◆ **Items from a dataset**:
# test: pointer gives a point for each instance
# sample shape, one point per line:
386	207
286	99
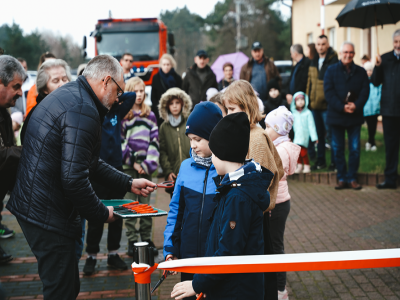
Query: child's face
273	93
199	145
232	108
175	107
300	103
140	95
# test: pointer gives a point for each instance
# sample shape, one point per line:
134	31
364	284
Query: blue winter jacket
237	229
111	151
373	105
303	125
337	83
189	210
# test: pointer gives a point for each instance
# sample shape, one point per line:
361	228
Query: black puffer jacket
60	153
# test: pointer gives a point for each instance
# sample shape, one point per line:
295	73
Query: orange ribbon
143	273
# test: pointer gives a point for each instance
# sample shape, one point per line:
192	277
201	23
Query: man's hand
171	177
171	257
143	187
289	98
138	168
182	290
111	216
378	60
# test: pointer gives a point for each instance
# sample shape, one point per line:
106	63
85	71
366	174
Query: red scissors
166	184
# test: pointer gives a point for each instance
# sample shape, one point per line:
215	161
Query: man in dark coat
387	73
299	74
165	79
346	88
318	104
59	158
199	78
12	76
259	70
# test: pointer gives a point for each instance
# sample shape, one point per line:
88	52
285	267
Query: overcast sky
78	17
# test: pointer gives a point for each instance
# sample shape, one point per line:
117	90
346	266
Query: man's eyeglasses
120	91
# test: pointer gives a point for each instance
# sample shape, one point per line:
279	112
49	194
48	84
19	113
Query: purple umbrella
237	59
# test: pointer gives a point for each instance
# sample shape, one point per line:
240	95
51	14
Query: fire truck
146	39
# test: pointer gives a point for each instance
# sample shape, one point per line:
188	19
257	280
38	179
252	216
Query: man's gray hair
43	74
347	43
297	48
396	33
9	67
101	66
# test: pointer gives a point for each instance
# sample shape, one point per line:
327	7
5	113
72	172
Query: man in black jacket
60	155
387	73
12	75
299	75
199	78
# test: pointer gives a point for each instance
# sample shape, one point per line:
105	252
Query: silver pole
238	35
142	290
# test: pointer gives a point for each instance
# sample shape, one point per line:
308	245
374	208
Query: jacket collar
100	107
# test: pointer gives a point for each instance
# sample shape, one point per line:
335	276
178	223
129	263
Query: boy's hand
182	290
138	168
143	187
171	257
171	177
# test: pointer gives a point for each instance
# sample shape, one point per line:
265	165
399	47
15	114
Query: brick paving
321	219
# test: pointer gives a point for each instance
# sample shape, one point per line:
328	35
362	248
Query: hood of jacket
255	184
174	93
293	104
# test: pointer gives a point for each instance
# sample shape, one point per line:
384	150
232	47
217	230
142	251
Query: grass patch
370	162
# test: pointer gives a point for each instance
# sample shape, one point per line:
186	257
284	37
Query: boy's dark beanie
231	137
273	84
203	119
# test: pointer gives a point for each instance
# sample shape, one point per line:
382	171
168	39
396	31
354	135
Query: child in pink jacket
278	123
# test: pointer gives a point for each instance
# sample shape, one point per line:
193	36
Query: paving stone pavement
321	219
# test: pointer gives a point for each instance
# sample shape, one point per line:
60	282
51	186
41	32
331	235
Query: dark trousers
277	220
270	278
338	145
95	229
391	133
57	264
372	121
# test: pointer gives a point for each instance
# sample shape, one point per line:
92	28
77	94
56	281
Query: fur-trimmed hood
174	93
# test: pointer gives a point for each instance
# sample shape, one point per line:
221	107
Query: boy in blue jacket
192	201
237	220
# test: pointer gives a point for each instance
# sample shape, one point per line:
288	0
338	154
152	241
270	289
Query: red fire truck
145	39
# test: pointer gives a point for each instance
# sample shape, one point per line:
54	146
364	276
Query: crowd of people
228	146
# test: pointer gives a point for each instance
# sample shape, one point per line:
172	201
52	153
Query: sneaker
114	261
90	266
283	295
341	185
299	168
131	246
4	257
151	244
332	168
5	232
318	166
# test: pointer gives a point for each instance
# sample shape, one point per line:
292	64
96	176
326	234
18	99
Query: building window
332	37
310	39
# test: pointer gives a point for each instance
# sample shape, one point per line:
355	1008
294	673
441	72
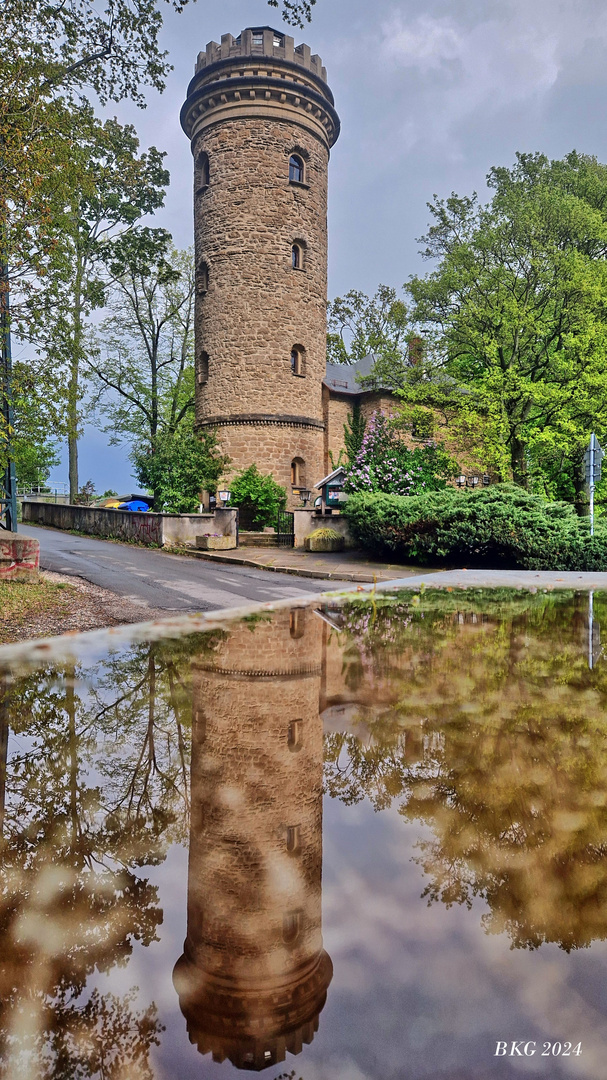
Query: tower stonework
261	121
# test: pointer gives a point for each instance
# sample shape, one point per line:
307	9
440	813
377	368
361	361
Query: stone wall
307	521
154	530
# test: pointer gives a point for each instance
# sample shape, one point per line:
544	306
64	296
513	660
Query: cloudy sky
429	100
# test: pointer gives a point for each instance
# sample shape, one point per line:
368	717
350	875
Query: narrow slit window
298	361
201	172
298	472
297	617
295	734
293	922
296	169
203	368
293	839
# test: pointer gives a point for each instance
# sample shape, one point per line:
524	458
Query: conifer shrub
497	527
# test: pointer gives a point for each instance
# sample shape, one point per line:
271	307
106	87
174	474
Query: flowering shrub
383	463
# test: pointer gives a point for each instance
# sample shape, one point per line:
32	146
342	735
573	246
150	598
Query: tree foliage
181	464
515	312
258	497
385	463
501	526
359	324
145	365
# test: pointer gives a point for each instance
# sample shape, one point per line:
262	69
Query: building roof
341	378
340	471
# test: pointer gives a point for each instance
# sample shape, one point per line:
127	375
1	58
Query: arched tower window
202	279
298	472
201	173
298	360
296	169
293	923
295	734
297	255
203	368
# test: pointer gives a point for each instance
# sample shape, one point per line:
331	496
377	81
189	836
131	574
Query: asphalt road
169	582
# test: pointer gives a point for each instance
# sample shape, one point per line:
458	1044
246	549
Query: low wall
307	521
156	530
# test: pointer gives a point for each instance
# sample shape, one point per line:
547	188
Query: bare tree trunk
518	459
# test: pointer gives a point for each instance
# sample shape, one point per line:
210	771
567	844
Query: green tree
258	497
117	187
514	314
181	466
145	366
359	324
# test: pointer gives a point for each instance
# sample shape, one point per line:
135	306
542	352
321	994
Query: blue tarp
134	504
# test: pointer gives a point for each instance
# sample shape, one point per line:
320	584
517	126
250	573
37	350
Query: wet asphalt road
170	582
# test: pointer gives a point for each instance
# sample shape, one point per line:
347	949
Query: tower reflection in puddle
254	975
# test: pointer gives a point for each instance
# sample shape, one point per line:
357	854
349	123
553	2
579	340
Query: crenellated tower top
260	72
261	41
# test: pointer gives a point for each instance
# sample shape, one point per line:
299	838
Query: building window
297	617
201	173
202	279
297	256
293	922
296	169
203	368
298	472
294	839
298	361
295	734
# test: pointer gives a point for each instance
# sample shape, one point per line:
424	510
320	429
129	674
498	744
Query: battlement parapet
261	41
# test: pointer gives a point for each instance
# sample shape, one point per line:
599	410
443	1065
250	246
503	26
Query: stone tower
261	121
254	975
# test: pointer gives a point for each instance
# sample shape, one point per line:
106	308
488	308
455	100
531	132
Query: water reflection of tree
496	737
94	787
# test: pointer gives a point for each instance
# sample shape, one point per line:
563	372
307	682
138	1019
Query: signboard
335	495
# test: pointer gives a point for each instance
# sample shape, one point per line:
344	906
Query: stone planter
215	543
323	543
19	557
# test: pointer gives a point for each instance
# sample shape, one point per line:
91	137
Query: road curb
366	579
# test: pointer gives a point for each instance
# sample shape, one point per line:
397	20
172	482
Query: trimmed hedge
499	527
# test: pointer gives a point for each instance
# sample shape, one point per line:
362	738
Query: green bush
501	526
259	498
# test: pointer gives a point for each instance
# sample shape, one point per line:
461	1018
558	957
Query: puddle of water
175	901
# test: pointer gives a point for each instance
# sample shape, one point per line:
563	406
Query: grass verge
23	602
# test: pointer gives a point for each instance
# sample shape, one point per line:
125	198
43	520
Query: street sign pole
592	485
593	459
8	480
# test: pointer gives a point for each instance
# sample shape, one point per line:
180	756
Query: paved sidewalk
339	566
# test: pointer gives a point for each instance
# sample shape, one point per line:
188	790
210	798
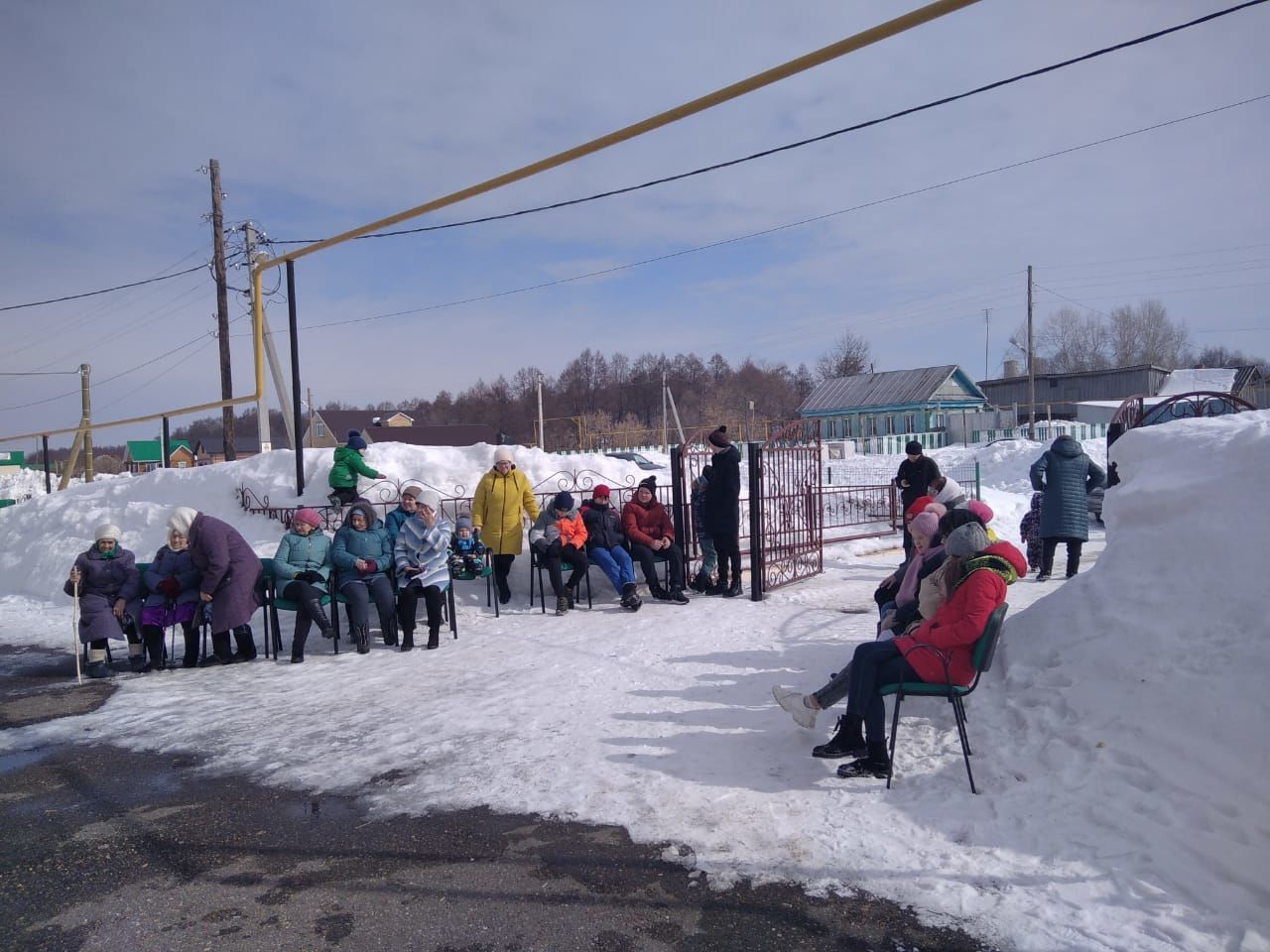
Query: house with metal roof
884	411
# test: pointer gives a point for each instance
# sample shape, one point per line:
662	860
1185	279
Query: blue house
881	412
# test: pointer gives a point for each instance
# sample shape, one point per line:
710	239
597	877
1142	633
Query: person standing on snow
1065	476
502	499
109	589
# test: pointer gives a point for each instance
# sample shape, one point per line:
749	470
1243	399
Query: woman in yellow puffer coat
503	495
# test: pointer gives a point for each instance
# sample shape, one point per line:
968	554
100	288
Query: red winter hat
917	507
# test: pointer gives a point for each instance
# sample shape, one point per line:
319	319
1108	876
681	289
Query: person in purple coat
109	594
230	572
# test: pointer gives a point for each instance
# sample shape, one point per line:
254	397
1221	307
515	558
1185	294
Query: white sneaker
794	703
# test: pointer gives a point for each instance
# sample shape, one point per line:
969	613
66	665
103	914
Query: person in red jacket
938	652
648	530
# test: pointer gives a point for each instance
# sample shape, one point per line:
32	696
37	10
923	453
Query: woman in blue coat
303	566
109	589
1065	475
172	587
362	553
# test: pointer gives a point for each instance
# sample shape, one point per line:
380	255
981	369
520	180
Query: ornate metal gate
785	508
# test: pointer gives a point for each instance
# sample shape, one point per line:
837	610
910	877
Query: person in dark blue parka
1065	475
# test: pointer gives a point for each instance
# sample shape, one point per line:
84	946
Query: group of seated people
933	610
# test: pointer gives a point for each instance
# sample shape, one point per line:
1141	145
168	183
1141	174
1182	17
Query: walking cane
79	674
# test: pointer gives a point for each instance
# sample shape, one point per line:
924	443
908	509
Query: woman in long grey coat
1065	475
230	574
109	597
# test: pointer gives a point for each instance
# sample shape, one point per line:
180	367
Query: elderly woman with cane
107	587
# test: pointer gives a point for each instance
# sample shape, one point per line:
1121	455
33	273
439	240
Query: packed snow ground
1119	739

◆ **GIVEN INSTRUCTION**:
List each line in the records that contains the word "window".

◆ **TASK RESULT**:
Query: building window
Query: narrow slit window
Query: arched tower window
Query: building window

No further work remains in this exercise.